# The Big Bang Theory 2009-01-12 "The Killer Robot Instability" *spoilers*



## hapdrastic (Mar 31, 2006)

Interesting to have a Howard-centric episode...he (and Sheldon, to some extent) seemed much more human and less like caricatures in this episode than either has lately.

I didn't like the opponent-guy's "accent" (although Raj's comment about it was funny). Not sure what about it bugged me - it just didn't work for me for some reason....

This episode made me miss BattleBots...is that show still on?


----------



## Fish Man (Mar 4, 2002)

Weak episode.

Howard's mother is always funny, though. I love how she refers to Howard's job as "school", and how Howard takes offense to it.

"The University is a school, isn't it?"


----------



## [NG]Owner (Dec 19, 2006)

Somebody give Kaley a sammich. She looked _way, way_ too thin.

[NG]Owner


----------



## mrmike (May 2, 2001)

The obvious design flaws in MONTE made this a very painful episode for me to watch. Which I suppose proves that I'm solidly in the "creepy, pathetic" wheelhouse.

And what's with the apartment doors being made of wood? And the riveted panels are just more wood? Cheesy.


----------



## dianebrat (Jul 6, 2002)

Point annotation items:
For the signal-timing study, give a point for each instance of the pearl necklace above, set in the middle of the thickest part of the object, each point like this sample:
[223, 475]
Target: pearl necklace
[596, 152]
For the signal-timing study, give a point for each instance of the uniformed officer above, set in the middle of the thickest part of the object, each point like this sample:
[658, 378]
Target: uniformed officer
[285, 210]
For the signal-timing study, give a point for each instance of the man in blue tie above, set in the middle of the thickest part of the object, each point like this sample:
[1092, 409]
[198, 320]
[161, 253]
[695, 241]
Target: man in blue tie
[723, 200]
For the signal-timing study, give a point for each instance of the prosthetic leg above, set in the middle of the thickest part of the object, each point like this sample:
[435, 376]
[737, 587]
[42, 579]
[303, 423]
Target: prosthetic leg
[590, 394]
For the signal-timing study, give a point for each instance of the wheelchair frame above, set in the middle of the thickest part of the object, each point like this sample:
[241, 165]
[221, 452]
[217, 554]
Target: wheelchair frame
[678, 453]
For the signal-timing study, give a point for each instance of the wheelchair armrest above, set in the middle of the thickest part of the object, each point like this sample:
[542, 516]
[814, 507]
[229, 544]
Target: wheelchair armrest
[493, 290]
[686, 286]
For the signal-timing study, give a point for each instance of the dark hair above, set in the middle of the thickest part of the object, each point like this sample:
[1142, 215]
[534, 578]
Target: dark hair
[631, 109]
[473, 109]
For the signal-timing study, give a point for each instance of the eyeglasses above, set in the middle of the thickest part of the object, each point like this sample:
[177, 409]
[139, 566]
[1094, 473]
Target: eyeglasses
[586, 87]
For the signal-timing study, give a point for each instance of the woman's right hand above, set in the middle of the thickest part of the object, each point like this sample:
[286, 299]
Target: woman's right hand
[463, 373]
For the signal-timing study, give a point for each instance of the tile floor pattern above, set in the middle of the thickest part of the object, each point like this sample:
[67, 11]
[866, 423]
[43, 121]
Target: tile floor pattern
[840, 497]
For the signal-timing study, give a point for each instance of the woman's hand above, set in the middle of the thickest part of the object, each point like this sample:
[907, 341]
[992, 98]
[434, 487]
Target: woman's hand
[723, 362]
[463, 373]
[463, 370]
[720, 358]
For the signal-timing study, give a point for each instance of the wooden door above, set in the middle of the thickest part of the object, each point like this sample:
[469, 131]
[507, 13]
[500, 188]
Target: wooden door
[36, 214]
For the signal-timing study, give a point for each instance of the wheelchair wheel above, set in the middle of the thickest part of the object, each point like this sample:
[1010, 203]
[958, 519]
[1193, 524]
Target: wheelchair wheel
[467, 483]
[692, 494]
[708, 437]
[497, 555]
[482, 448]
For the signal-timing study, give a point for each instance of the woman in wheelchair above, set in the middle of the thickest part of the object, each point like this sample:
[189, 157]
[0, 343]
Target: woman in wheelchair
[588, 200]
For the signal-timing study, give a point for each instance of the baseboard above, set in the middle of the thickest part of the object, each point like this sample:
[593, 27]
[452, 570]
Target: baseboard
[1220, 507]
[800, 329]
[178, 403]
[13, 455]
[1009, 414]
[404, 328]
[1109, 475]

> **The task**
Please answer these questions about the forum thread on the episode:
(a) What show did the episode make hapdrastic miss?
(b) What word does Howard's mother use for Howard's job, according to Fish Man?
(c) What does mrmike say the apartment doors are made of?

> **Task answer**
(a) BattleBots
(b) "School"
(c) Wood